━━━━━ Text provided
Cathie Wood is known for her success over the long term. That's why so many of us love to follow her lead. Her biggest fund, Ark Innovation ETF, has steadily outperformed the S&P 500 for the past five years, for example. The founder of Ark Invest is particularly on the lookout for innovation and staying power.
In Wood's most recent shopping spree, she bought up shares of two pandemic winners. But here's the best part: These companies are likely to continue to win post pandemic too. So should you follow this star investor into these investments? Let's look at these two companies that Wood loves -- and see whether they make good candidates to add to your portfolio right now.
━━━━━━━━━━
• [Your instructions]
Answer from the text on Cathie Wood:
(a) Which firm did Wood found?
(b) Which index has her biggest fund outperformed for the past five years?
(c) How many companies did she buy shares of in her most recent shopping spree?
The items that come after this text play no part in the exercise on it.
━━━━━ Data section
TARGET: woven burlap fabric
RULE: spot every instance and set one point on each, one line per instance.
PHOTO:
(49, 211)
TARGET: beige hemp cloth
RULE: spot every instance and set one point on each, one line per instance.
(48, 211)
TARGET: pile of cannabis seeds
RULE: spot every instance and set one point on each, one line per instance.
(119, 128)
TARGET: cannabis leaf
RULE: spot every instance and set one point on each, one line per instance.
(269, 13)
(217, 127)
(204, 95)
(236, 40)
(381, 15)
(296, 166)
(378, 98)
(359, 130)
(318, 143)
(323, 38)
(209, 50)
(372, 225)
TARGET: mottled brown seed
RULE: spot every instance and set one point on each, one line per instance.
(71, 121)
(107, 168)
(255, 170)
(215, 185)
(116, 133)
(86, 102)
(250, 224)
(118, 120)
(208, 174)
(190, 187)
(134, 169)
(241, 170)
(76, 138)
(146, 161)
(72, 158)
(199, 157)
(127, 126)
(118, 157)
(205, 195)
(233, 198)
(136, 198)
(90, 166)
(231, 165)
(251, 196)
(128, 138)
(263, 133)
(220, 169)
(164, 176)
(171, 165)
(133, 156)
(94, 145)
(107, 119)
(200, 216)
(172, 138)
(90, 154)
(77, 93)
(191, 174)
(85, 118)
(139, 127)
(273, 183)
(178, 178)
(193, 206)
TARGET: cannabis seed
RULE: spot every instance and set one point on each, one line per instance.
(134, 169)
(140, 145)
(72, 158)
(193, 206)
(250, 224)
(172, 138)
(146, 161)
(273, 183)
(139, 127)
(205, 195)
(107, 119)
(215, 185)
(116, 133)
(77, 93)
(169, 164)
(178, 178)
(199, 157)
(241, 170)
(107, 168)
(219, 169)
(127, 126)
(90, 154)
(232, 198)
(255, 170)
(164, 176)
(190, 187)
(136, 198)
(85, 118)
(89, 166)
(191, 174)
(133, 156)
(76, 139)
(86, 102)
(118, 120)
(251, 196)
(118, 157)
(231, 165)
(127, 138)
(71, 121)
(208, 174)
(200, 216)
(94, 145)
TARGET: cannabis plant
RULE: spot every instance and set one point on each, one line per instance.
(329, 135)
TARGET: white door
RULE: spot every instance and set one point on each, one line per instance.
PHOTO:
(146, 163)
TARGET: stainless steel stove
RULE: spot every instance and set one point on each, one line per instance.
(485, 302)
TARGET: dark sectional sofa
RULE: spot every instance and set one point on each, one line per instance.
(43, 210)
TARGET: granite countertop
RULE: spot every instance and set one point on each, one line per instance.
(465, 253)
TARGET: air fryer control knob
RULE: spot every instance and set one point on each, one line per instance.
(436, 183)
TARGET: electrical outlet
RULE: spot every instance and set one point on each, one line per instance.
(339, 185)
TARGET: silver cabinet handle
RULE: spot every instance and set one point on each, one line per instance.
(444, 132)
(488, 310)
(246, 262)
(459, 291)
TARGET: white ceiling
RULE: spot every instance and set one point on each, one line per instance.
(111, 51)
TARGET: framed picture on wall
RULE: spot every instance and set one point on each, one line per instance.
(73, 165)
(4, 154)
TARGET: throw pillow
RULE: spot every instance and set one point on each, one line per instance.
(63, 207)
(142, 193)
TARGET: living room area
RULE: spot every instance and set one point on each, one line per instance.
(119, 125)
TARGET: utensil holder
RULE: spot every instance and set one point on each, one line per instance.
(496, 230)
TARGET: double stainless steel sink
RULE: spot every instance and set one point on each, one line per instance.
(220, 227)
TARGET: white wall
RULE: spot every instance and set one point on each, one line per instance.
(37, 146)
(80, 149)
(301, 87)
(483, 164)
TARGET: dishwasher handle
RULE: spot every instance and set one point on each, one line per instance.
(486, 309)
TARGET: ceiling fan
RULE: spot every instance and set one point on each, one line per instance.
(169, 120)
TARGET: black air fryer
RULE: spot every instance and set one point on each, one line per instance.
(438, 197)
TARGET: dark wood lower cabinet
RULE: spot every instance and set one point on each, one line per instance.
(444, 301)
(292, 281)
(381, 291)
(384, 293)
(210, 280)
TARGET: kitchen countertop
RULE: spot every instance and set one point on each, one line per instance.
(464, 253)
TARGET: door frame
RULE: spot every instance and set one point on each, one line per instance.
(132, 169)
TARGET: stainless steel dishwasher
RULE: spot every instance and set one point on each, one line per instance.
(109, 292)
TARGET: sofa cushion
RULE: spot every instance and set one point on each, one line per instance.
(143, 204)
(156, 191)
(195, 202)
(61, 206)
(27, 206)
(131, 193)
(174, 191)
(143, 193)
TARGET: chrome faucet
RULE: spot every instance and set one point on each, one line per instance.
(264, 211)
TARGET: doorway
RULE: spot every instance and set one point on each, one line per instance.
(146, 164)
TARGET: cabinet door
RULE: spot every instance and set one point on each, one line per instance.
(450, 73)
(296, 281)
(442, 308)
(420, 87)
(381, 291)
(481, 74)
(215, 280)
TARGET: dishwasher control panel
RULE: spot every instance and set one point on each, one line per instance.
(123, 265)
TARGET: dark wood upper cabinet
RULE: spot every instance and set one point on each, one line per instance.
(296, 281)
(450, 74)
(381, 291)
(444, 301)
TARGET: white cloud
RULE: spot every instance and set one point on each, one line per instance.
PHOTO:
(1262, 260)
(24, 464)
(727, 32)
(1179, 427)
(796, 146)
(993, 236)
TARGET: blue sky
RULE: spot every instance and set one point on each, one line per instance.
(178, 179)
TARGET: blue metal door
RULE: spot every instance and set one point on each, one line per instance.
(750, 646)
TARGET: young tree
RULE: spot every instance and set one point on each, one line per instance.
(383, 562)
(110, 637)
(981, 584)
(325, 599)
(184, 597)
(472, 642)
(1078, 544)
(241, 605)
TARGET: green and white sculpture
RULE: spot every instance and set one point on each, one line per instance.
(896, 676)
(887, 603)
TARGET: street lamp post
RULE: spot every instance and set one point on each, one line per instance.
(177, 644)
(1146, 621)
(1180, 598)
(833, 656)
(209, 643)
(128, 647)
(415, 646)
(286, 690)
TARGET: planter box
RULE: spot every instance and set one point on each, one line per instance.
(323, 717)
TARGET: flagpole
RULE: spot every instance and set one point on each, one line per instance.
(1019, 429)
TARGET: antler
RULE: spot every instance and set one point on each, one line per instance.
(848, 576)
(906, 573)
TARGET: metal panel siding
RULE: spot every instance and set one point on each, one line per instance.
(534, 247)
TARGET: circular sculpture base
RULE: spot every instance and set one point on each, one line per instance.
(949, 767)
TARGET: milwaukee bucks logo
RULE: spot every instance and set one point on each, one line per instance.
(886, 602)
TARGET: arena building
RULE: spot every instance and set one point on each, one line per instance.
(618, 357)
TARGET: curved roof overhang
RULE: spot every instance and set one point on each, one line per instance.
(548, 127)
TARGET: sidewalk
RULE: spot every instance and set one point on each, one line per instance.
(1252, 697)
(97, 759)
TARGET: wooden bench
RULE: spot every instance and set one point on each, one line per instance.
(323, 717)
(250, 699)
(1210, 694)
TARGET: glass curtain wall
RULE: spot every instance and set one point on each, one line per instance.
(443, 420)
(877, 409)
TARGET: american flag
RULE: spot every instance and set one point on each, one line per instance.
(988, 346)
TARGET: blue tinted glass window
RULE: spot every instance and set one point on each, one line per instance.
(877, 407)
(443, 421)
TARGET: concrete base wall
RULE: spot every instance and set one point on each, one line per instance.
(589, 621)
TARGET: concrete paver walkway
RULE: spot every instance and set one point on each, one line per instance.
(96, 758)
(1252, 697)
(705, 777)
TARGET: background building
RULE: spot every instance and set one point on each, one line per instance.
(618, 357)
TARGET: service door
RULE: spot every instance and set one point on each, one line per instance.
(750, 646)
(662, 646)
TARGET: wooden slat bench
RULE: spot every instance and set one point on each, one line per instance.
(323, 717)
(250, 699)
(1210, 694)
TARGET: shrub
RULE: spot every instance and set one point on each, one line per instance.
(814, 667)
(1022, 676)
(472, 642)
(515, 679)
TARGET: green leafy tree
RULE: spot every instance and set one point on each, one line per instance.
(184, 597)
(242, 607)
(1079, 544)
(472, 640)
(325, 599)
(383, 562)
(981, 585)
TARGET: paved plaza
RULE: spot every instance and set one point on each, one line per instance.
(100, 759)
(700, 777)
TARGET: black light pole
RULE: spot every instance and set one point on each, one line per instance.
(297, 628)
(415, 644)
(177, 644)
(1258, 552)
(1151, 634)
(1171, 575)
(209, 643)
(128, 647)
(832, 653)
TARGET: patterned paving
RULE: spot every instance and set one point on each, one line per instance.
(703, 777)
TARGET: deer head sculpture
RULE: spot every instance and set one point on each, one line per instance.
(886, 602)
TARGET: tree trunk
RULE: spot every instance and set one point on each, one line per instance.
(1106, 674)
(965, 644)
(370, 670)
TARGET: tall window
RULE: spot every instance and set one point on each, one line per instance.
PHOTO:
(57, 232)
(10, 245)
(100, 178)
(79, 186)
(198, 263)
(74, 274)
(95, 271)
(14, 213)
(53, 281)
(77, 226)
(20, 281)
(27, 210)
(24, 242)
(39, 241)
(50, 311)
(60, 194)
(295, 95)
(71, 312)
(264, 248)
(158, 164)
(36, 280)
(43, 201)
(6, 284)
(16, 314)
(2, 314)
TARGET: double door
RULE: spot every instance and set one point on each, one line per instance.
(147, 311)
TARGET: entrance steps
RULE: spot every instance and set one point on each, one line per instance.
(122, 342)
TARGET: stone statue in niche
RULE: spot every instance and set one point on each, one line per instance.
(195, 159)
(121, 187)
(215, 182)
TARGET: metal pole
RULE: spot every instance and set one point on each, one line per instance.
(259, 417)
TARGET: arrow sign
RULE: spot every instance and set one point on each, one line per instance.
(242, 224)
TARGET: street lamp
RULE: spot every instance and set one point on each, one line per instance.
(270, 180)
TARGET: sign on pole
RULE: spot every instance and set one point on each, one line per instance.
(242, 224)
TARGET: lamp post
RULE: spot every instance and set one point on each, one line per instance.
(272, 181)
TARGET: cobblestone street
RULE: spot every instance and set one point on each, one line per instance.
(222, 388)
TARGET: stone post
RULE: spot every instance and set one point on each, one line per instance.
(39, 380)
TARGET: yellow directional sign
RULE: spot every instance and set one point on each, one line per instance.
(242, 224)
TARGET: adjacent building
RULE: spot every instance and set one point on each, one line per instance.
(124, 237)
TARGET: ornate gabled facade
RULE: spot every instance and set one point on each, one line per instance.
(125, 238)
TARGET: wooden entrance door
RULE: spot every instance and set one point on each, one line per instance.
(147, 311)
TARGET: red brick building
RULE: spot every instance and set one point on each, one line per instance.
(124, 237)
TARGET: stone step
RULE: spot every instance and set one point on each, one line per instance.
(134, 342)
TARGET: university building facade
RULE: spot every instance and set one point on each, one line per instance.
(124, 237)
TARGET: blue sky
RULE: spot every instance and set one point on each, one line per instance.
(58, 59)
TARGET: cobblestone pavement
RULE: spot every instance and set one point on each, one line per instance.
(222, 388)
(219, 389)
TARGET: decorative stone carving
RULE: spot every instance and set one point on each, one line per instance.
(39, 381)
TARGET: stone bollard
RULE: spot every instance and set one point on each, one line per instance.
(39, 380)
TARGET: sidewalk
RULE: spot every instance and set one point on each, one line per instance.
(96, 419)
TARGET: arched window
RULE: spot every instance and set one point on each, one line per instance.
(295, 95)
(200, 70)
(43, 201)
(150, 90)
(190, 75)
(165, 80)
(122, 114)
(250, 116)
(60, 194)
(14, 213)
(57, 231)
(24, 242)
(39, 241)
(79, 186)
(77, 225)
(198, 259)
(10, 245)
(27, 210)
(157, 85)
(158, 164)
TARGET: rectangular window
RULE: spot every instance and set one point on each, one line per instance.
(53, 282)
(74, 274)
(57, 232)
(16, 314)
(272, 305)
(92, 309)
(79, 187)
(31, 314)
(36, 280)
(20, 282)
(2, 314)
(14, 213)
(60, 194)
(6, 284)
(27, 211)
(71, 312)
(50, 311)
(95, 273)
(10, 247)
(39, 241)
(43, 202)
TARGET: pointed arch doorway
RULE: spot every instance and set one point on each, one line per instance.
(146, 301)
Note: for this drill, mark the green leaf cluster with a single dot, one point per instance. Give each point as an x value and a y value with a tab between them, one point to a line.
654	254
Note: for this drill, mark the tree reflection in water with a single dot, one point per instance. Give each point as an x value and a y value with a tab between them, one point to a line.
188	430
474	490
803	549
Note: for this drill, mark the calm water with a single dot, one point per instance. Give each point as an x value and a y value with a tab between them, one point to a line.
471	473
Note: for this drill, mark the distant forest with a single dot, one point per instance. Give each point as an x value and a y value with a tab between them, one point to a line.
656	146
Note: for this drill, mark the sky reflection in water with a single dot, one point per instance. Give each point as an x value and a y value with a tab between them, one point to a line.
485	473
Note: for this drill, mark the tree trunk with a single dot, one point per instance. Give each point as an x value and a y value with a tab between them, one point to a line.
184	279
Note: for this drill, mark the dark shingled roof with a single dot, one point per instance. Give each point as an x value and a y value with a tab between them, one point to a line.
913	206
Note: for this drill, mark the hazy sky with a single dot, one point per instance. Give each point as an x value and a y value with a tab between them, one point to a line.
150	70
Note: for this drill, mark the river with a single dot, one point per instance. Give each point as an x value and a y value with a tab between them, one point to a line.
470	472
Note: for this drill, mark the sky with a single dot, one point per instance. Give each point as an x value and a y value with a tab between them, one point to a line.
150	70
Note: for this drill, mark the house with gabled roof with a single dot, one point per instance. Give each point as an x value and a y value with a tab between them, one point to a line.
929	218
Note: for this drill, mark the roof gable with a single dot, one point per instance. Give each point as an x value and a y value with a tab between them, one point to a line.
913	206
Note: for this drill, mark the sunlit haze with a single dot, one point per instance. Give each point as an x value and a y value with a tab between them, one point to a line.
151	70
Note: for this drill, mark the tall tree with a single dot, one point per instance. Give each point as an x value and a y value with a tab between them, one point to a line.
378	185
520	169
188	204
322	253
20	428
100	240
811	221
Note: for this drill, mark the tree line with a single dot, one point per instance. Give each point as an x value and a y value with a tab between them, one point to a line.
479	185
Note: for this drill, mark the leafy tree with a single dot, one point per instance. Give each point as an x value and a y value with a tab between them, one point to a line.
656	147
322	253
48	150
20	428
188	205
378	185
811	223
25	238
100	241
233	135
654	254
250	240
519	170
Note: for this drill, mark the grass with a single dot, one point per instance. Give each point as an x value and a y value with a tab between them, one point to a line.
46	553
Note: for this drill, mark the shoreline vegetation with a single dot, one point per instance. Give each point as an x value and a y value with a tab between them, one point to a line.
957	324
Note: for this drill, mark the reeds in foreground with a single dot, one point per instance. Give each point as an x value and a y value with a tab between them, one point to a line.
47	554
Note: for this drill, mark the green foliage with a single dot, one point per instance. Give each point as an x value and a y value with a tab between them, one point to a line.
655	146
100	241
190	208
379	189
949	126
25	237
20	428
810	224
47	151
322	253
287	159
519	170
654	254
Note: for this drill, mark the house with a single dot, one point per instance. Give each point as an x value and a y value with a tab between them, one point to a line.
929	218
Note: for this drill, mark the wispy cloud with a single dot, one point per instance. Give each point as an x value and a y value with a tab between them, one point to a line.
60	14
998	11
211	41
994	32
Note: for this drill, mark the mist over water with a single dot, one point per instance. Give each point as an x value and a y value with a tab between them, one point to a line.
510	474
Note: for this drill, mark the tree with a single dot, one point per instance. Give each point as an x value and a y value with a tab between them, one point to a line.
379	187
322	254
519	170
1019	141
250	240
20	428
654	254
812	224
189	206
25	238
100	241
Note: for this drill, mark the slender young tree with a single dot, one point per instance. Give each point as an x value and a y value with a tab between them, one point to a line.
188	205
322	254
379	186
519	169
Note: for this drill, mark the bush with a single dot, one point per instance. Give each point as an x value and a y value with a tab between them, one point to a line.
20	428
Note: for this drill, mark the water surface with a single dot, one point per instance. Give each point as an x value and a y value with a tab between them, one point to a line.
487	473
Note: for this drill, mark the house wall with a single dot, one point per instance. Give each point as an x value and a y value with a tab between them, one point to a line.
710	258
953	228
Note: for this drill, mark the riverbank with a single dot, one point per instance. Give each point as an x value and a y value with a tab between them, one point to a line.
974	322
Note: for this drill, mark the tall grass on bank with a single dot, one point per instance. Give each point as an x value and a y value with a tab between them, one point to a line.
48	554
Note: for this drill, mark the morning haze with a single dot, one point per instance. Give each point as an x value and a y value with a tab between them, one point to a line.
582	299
━━━━━━━━━━
• [Solution for this exercise]
(a) Ark Invest
(b) The S&P 500
(c) Two